Activity list:
(a) Copy the article on the SUNRISE solar project below word for word, from "The project team" to "solar powered micro-grids.".
(b) In the article on the SUNRISE solar project below, how much money did the project receive from the UK government in 2019?

Extract provided:
An international collaboration led by Swansea University called SUNRISE project was launched to accelerate the commercialization and deployment of low-cost third generation solar energy technology. Initially formed in 2018 between five UK and five top-tier Indian institutions, the project now includes a range of academic and industrial partners from around the world. In 2019, the project also received £800,000 by the UK government to support its activity.

hybrid ultra-capacitor (HUC) energy storage system imageThe team has installed a solar-powered, hybrid ultra-capacitor (HUC) energy storage system in two different village schools in India. Image from The Engineer

With uptake of solar technology in the developing world hampered by the relatively high installation and maintenance costs of traditional silicon-based solar panels, SUNRISE is focusing its efforts on perovskite solar cells (PSC) which are based on low-cost, earth-abundant, sustainable materials and are thought offer a more affordable solution.

The project team is currently exploring a number of projects including the construction or several proof-of-concept solar-powered building demonstrators in rural Indian villages. The lessons learned through these initiatives could hopefully help lift poor and remote communities around the world out of energy poverty by equipping them with the tools and knowhow to develop solar powered micro-grids.

After just two years, the team has grown to a total of 15 academic partners and published over 50 research papers. It has held six biannual symposia of around 80 delegates each, and has continued pushing forward in the face of the pandemic.

On top of all of this, the group has already reported major progress on several key technology demonstrators.



For instance, one consortium partner, IISc Bangalore, has developed a solar-powered, hybrid ultra-capacitor (HUC) energy storage system ideal for use in rural micro-grids, and installed the technology in two different village schools in India that were struggling with an intermittent power supply to their classrooms and computer labs.

The system enables power to be generated from the sun, then stored and distributed as and when needed, providing a reliable and sustainable supply of electricity.

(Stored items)
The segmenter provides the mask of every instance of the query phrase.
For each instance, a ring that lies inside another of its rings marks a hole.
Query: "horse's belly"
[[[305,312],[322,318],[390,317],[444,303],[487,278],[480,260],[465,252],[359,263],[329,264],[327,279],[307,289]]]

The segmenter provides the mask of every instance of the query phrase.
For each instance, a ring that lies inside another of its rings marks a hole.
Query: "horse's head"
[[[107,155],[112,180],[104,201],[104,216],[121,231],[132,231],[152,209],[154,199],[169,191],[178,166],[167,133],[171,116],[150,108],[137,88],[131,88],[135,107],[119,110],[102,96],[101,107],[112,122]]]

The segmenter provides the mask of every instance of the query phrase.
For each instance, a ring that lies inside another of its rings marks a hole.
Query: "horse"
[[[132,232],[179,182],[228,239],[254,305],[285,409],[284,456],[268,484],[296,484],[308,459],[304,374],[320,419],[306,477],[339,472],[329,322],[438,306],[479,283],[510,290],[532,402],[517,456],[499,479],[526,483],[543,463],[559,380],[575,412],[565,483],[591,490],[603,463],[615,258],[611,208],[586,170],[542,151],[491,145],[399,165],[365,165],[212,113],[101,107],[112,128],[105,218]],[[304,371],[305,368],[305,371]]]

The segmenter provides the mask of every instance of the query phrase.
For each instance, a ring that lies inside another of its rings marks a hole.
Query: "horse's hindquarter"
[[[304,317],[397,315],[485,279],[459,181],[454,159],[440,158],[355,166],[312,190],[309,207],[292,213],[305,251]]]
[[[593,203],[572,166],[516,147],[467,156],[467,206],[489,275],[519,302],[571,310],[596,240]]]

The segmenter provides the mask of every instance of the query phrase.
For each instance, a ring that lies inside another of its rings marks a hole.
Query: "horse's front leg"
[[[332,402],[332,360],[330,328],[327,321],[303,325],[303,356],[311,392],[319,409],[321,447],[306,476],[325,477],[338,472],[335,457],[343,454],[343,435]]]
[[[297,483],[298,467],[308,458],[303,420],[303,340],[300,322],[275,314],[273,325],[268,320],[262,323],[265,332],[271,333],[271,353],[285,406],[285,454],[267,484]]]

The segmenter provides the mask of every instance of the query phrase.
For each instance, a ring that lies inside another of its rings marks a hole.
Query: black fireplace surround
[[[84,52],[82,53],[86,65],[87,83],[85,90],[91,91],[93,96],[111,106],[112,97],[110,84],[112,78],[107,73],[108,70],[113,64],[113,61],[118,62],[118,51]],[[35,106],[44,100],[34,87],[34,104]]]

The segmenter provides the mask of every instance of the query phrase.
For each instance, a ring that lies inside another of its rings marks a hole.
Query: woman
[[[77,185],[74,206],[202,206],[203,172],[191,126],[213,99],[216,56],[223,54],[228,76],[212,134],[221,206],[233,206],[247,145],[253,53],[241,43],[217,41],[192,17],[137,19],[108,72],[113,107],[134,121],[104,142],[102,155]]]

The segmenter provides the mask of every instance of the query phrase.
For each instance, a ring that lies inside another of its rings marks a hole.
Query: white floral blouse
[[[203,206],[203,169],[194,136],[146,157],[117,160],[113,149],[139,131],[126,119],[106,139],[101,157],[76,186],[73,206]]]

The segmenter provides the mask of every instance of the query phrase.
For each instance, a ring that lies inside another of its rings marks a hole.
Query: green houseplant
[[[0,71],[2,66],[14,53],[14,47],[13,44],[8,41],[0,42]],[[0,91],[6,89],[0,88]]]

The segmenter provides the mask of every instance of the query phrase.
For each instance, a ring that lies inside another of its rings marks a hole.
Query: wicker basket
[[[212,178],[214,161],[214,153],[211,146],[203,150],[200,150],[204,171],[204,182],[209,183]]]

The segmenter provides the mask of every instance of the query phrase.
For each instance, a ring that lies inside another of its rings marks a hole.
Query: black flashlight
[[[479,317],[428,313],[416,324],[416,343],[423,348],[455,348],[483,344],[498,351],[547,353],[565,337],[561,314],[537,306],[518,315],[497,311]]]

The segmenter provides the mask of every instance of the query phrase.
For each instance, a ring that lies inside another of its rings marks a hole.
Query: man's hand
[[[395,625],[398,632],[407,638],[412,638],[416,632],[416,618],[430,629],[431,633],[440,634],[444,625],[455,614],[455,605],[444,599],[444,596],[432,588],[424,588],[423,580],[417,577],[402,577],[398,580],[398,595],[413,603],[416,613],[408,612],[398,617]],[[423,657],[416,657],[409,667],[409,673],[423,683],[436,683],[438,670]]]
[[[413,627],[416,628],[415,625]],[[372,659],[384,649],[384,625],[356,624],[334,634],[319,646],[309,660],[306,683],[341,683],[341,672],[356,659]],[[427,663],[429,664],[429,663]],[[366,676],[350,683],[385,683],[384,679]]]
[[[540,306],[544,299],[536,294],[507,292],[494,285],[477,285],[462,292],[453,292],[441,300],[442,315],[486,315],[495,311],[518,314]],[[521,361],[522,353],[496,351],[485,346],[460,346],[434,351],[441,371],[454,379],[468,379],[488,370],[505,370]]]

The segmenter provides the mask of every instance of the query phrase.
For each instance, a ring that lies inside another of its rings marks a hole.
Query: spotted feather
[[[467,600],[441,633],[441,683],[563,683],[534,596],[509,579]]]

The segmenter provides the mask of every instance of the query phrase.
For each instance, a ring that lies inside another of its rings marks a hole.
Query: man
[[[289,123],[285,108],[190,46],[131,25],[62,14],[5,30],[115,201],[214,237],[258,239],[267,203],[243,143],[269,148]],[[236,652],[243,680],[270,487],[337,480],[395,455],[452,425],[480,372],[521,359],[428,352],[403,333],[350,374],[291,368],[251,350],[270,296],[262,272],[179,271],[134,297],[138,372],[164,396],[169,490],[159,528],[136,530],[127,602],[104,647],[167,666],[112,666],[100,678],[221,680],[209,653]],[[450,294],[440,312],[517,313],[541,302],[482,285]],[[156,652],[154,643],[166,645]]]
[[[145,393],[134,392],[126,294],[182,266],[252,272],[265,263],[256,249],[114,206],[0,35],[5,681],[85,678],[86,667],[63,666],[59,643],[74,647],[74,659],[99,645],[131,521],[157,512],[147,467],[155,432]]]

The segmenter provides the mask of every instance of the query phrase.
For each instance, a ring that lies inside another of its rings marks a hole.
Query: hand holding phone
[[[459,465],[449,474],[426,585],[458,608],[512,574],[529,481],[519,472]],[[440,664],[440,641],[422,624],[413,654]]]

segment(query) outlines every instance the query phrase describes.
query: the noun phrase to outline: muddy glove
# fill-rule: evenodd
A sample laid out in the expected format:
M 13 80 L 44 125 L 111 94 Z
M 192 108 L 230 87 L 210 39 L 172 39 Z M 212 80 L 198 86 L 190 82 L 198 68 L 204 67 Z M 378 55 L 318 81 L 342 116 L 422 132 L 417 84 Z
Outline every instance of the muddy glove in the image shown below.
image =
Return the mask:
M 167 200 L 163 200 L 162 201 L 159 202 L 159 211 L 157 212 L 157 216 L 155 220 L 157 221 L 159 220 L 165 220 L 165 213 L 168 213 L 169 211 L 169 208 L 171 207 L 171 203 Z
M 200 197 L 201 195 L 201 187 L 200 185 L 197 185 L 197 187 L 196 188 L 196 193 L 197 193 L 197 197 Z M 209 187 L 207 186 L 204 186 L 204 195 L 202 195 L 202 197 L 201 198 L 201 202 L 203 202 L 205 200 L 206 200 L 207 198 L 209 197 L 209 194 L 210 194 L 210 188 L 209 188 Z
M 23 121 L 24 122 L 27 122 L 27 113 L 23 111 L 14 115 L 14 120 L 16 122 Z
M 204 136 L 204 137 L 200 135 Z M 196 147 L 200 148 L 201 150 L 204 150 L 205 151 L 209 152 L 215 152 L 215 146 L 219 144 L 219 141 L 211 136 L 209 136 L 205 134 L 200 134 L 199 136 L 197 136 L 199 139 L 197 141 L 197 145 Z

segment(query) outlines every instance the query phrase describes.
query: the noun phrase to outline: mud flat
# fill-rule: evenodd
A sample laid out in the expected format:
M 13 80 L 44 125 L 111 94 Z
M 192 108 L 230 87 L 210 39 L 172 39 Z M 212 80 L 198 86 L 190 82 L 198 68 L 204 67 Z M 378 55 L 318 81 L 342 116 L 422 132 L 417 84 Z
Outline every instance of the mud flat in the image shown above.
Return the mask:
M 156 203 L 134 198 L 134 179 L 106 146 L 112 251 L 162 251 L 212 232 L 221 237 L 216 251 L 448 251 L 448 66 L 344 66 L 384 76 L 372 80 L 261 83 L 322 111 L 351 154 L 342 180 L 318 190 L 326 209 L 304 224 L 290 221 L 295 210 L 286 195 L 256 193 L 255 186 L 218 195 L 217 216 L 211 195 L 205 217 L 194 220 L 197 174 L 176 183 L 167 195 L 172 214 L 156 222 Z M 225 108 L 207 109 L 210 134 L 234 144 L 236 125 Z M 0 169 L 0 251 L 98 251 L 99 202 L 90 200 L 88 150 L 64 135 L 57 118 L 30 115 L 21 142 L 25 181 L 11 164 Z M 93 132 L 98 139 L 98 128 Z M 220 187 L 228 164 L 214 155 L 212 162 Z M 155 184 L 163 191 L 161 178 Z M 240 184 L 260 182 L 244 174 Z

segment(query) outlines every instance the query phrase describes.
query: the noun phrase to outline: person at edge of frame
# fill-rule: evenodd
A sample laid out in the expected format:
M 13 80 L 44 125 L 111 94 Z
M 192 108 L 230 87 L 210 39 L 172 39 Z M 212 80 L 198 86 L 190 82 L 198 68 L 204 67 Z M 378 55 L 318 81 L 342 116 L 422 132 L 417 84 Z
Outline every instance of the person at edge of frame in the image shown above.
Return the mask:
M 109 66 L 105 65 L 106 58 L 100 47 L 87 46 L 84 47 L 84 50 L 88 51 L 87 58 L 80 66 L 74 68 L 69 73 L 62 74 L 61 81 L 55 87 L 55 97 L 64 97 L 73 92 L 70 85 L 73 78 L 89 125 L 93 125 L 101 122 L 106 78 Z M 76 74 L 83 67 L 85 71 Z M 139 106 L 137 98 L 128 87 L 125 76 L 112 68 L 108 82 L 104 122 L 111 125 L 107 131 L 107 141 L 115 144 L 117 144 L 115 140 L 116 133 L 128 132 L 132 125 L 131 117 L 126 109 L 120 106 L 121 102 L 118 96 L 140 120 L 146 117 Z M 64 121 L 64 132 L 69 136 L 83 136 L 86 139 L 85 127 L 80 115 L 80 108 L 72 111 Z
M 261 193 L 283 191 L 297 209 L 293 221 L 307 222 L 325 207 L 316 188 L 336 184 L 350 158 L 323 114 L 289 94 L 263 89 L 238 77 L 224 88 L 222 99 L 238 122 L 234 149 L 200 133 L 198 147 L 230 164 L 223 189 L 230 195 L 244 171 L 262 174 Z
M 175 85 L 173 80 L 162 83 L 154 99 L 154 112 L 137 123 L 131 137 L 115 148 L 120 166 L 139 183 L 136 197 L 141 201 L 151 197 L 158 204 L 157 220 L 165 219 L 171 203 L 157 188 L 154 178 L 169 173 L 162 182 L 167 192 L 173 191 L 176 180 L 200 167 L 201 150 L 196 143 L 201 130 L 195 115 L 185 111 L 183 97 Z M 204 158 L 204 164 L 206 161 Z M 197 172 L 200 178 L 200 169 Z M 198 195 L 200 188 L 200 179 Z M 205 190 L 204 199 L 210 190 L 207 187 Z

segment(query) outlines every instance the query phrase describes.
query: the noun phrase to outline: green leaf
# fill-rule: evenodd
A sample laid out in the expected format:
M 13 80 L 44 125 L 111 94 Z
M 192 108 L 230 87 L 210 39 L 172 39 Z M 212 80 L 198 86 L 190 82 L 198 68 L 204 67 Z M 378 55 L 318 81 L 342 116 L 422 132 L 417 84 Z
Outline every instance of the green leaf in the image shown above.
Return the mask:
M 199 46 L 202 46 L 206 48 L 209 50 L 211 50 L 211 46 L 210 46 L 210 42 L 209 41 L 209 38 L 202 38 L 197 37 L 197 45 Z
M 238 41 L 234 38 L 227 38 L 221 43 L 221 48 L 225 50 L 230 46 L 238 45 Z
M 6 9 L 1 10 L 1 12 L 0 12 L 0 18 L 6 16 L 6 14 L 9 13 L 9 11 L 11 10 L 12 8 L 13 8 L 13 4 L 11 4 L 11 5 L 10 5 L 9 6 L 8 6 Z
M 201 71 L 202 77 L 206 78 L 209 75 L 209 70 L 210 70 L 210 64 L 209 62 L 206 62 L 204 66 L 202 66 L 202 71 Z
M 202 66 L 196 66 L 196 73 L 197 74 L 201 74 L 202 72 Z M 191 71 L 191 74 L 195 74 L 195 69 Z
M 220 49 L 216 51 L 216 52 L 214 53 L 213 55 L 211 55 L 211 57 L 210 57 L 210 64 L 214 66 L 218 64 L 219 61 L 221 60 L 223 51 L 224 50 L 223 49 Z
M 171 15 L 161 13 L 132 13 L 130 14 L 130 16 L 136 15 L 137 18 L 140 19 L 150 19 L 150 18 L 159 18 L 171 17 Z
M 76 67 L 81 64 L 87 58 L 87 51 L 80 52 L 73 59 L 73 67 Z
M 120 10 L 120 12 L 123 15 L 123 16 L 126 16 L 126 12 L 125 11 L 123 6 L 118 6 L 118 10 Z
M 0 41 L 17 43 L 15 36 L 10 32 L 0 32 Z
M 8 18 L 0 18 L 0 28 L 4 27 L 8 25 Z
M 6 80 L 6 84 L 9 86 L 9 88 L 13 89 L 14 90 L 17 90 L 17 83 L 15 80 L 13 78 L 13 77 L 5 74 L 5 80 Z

Exercise results:
(a)
The project team is currently exploring a number of projects including the construction or several proof-of-concept solar-powered building demonstrators in rural Indian villages. The lessons learned through these initiatives could hopefully help lift poor and remote communities around the world out of energy poverty by equipping them with the tools and knowhow to develop solar powered micro-grids.

(b) £800,000